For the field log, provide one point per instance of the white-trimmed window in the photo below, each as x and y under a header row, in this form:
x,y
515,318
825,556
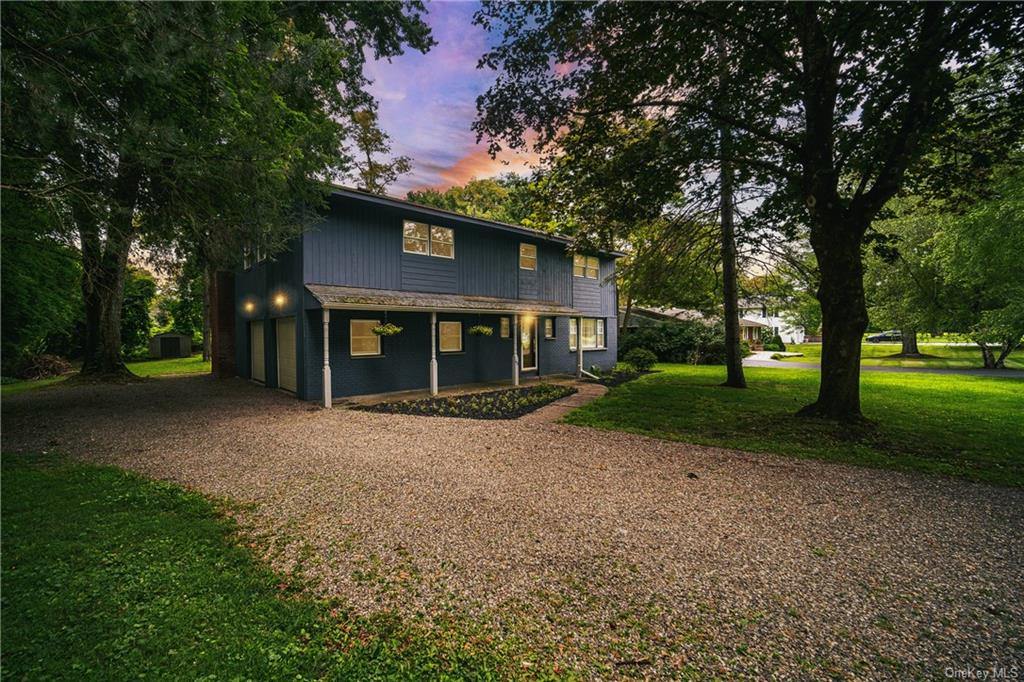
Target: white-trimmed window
x,y
441,242
363,341
450,334
419,238
416,238
593,334
585,266
527,256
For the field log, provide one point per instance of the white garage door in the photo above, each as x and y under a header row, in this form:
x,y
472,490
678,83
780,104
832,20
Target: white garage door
x,y
257,358
286,354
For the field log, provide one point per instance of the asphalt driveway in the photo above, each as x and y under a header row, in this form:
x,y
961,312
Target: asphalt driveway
x,y
617,554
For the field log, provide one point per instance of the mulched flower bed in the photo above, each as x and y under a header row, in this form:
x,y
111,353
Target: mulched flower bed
x,y
507,403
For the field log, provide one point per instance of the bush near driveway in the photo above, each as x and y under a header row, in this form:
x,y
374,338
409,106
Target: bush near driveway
x,y
506,403
965,426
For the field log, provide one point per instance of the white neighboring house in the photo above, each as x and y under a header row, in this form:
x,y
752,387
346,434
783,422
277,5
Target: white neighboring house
x,y
758,321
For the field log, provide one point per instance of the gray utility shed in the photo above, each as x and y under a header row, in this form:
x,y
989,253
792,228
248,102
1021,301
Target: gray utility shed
x,y
170,344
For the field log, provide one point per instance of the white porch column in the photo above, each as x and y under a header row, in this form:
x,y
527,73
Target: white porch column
x,y
433,353
515,350
327,357
579,348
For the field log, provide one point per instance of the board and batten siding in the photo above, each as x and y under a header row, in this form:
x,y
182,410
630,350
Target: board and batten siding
x,y
360,245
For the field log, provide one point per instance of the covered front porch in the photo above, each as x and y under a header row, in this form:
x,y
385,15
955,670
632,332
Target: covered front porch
x,y
442,342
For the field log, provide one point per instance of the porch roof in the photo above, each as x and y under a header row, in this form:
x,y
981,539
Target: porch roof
x,y
335,297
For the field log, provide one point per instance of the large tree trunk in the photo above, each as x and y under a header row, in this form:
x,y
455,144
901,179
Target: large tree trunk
x,y
909,342
730,304
104,264
208,276
102,293
844,318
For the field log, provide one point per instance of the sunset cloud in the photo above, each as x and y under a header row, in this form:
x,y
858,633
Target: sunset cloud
x,y
428,104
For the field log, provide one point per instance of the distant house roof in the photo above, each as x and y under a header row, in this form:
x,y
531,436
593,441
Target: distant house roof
x,y
482,222
331,296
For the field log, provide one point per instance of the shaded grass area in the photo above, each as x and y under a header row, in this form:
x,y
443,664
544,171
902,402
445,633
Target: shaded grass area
x,y
148,368
505,403
965,426
110,576
877,354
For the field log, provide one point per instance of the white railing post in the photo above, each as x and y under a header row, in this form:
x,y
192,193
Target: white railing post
x,y
327,358
433,353
579,348
515,350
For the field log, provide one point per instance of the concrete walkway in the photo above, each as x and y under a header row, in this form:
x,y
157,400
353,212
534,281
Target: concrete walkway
x,y
555,411
763,358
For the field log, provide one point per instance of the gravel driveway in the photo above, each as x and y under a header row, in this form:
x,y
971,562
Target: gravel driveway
x,y
619,554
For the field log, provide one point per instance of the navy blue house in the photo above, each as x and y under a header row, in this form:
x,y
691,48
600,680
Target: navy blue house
x,y
376,260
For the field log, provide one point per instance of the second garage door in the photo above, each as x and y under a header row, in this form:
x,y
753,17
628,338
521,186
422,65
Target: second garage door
x,y
286,354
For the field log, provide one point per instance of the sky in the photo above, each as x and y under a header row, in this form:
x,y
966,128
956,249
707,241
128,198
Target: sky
x,y
428,102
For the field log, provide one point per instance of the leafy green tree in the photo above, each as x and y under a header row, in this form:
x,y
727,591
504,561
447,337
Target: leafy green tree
x,y
508,198
136,320
371,142
980,254
40,282
903,284
193,127
833,103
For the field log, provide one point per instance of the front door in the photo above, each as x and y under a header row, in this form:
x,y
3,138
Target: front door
x,y
286,354
257,369
527,343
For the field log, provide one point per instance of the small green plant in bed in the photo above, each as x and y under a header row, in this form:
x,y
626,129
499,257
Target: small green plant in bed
x,y
507,403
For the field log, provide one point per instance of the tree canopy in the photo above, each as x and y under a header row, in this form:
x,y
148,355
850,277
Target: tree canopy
x,y
186,127
834,104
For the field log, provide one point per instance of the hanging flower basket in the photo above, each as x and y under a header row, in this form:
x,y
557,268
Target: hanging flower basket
x,y
387,329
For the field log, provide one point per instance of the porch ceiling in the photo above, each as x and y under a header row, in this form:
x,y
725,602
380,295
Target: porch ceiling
x,y
333,297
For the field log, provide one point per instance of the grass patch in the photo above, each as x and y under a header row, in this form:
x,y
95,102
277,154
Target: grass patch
x,y
147,368
505,403
965,426
110,576
878,354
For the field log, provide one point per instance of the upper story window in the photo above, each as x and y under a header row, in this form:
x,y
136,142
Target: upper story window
x,y
527,257
585,266
427,240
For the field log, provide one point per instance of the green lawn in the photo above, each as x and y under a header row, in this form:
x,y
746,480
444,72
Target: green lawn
x,y
108,576
194,365
971,427
876,354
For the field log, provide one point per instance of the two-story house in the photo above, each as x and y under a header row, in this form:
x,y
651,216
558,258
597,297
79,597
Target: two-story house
x,y
310,320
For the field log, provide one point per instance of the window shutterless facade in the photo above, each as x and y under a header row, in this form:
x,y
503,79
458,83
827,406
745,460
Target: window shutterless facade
x,y
419,238
451,337
527,257
593,334
585,266
361,339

********************

*Exercise aim*:
Reproduce everything from the line containing "of the window" down to the end of the records, requests included. Multiply each coordinate in the answers by 1.4 and round it to a whole number, with halves rounded up, leaving all other numbers unchanged.

*Written reply*:
For the field log, provide one point per instance of the window shutterless facade in the photo above, each as x and y under a header row, in this form:
x,y
503,79
458,83
827,406
745,460
Target: window shutterless facade
x,y
587,333
631,472
738,360
830,468
819,372
505,475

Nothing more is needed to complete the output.